→ Goal of the exercise:
List, from the lines below, each one with "wall" in it.

Items from a dataset:
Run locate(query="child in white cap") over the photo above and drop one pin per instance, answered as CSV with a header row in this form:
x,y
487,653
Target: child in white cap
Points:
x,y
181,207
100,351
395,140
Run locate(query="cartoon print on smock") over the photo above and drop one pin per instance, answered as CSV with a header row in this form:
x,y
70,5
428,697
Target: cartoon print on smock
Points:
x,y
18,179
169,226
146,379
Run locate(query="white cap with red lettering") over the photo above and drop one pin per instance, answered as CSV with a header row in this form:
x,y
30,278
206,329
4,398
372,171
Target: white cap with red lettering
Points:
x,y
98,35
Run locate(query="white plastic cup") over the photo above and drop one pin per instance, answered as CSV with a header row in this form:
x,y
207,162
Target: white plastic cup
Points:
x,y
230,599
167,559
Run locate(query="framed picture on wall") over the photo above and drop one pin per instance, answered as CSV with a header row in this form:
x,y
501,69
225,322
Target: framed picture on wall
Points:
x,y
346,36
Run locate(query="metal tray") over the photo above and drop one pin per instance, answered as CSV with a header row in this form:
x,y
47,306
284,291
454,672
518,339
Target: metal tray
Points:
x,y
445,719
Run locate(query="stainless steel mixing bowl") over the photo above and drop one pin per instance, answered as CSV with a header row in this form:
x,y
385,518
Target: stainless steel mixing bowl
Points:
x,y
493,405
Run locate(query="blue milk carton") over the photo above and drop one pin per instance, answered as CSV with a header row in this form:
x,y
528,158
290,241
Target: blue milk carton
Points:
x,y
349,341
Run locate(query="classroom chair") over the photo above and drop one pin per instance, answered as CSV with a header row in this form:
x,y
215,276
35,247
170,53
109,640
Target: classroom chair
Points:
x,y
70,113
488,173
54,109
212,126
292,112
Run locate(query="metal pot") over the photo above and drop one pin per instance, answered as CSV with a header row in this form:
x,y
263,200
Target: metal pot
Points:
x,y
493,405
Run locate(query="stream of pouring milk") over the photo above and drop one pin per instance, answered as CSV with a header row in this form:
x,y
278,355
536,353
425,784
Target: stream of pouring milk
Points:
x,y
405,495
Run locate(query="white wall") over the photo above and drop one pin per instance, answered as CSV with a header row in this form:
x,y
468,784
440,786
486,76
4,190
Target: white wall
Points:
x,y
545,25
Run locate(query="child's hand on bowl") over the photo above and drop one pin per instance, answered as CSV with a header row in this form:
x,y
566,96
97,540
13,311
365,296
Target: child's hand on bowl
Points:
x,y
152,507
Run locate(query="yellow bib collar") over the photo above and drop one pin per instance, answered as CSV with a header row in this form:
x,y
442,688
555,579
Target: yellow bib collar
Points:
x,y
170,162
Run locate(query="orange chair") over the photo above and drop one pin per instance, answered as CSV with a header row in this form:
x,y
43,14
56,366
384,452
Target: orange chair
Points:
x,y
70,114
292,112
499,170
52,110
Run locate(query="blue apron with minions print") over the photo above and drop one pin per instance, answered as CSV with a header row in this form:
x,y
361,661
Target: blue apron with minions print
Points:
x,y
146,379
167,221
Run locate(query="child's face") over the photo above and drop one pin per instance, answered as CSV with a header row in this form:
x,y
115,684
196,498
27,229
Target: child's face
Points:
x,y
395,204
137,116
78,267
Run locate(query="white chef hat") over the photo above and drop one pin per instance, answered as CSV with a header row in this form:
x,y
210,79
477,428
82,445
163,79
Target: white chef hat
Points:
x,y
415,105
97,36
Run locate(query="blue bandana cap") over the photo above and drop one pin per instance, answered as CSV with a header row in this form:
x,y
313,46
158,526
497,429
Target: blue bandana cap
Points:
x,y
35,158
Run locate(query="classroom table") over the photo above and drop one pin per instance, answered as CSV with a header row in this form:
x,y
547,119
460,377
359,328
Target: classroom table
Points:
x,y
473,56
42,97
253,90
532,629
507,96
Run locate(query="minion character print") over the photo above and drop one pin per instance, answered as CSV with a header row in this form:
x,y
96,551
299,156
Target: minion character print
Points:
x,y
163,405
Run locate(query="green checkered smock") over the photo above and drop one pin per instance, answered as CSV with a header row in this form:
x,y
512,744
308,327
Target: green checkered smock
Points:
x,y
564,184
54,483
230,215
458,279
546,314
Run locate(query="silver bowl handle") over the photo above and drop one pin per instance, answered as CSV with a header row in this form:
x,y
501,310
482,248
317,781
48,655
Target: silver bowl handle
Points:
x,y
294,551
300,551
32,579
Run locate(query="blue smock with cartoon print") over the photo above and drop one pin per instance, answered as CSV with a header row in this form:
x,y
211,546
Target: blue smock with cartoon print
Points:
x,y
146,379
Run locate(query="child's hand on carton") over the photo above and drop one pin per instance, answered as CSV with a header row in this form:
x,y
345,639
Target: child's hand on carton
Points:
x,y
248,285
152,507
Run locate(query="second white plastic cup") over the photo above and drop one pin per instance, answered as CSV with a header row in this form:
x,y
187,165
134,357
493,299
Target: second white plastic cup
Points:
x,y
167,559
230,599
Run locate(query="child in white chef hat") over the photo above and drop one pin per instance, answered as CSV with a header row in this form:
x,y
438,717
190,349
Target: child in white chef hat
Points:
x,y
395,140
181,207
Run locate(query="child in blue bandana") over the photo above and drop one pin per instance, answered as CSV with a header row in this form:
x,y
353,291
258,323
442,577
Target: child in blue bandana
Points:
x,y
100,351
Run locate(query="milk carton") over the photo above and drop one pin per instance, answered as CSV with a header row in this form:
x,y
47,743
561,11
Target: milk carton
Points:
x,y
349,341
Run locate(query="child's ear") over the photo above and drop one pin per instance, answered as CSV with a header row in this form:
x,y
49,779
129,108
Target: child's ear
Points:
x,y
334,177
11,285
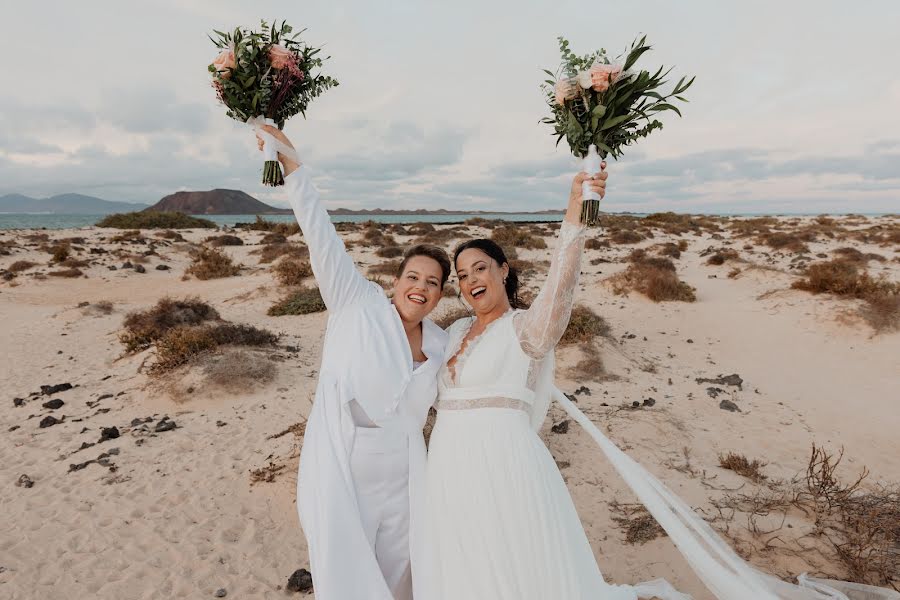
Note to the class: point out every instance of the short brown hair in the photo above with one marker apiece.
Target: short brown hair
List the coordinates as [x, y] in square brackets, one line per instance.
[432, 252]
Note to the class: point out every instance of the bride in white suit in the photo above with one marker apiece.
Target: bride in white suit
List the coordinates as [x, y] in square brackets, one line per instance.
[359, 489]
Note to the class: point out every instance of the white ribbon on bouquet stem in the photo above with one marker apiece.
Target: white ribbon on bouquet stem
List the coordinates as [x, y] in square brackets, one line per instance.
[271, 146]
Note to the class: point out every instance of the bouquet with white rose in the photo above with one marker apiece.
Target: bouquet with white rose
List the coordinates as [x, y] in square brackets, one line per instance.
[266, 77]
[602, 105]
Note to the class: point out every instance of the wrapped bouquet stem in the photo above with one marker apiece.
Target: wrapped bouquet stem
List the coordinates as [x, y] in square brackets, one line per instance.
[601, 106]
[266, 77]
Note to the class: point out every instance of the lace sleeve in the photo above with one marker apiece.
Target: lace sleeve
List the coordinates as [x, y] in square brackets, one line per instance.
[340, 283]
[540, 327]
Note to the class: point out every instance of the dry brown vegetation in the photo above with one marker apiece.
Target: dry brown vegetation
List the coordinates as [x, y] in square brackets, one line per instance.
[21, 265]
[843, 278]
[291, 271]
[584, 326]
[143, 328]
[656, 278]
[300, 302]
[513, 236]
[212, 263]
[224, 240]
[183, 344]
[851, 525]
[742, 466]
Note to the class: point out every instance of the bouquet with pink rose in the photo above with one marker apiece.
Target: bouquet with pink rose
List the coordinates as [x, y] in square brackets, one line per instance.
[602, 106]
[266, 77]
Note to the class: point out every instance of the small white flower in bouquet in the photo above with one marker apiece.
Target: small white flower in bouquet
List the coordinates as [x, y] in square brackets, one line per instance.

→ Output of the exercise:
Run locate(query="framed picture on wall") over the photo above and drop one pin per instance, answered as CSV with a header row in this form:
Target: framed picture on wall
Run locate(query="white wall") over the photo above and drop one pin per instance, answered as CSV with a header row in this form:
Target: white wall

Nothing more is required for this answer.